> EXERCISE PROMPT
Transcribe each record exactly as it appears.

[Extracted records]
****
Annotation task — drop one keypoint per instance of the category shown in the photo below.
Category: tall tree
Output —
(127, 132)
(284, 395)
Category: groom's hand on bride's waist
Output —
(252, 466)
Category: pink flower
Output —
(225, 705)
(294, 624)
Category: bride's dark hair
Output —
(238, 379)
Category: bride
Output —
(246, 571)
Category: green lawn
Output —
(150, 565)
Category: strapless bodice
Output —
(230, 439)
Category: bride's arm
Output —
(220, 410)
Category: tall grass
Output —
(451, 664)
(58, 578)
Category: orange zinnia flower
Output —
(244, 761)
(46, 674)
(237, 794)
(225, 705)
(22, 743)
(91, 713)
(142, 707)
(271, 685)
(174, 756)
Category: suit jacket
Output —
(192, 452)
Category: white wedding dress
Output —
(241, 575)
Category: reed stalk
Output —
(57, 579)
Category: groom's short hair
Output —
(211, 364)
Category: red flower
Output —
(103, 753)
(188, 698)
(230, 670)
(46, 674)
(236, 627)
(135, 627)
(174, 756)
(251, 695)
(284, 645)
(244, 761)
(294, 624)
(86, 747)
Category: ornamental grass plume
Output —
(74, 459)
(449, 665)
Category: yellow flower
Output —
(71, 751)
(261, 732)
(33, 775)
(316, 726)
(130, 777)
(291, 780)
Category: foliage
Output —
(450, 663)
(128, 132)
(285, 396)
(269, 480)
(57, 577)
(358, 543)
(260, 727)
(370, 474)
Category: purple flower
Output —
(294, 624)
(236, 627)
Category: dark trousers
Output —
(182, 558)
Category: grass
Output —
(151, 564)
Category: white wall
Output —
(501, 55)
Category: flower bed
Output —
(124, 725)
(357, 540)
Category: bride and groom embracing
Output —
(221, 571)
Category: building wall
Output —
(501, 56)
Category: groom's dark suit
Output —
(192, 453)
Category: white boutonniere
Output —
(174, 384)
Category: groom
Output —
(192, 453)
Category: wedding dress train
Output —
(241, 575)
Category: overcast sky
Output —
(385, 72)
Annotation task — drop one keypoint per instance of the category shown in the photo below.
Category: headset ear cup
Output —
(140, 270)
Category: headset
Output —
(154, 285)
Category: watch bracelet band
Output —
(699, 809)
****
> TASK OUTPUT
Annotation task — drop one keypoint per instance of the category shown in the photo below.
Category: tall tree
Output —
(127, 132)
(284, 395)
Category: groom's hand on bride's waist
Output —
(252, 466)
Category: pink flower
Output —
(225, 705)
(294, 624)
Category: bride's dark hair
Output —
(238, 379)
Category: bride
Output —
(246, 571)
Category: green lawn
Output —
(150, 565)
Category: strapless bodice
Output —
(230, 439)
Category: bride's arm
Output —
(220, 410)
Category: tall grass
Output —
(451, 664)
(58, 578)
Category: orange zinnia flower
Output —
(244, 761)
(46, 674)
(237, 794)
(225, 705)
(22, 743)
(91, 713)
(142, 707)
(271, 685)
(174, 756)
Category: suit jacket
Output —
(192, 452)
Category: white wedding dress
Output —
(241, 575)
Category: reed stalk
Output —
(57, 579)
Category: groom's short hair
Output —
(211, 364)
Category: red flower
Output —
(103, 753)
(188, 698)
(230, 670)
(46, 674)
(236, 627)
(135, 627)
(174, 756)
(251, 695)
(284, 645)
(244, 761)
(294, 624)
(86, 747)
Category: ornamental grass plume
Output —
(74, 459)
(449, 665)
Category: yellow flower
Output —
(71, 751)
(261, 732)
(33, 775)
(316, 726)
(130, 777)
(291, 780)
Category: foliage
Output —
(450, 663)
(128, 132)
(285, 396)
(269, 480)
(57, 577)
(358, 543)
(260, 727)
(370, 474)
Category: purple flower
Output —
(294, 624)
(236, 627)
Category: dark trousers
Output —
(182, 558)
Category: grass
Output —
(151, 564)
Category: white wall
Output —
(501, 55)
Category: flower bed
Output —
(124, 725)
(357, 540)
Category: bride and groom embracing
Output —
(221, 571)
Category: building wall
Output —
(501, 56)
Category: groom's dark suit
Output —
(192, 453)
Category: white boutonniere
Output —
(174, 384)
Category: groom
Output —
(192, 453)
Category: wedding dress train
Output —
(241, 575)
Category: overcast sky
Output —
(385, 72)
Annotation task — drop one keypoint per instance of the category shown in the photo below.
Category: headset ear cup
Output —
(140, 270)
Category: headset
Output —
(154, 285)
Category: watch bracelet band
Output —
(699, 809)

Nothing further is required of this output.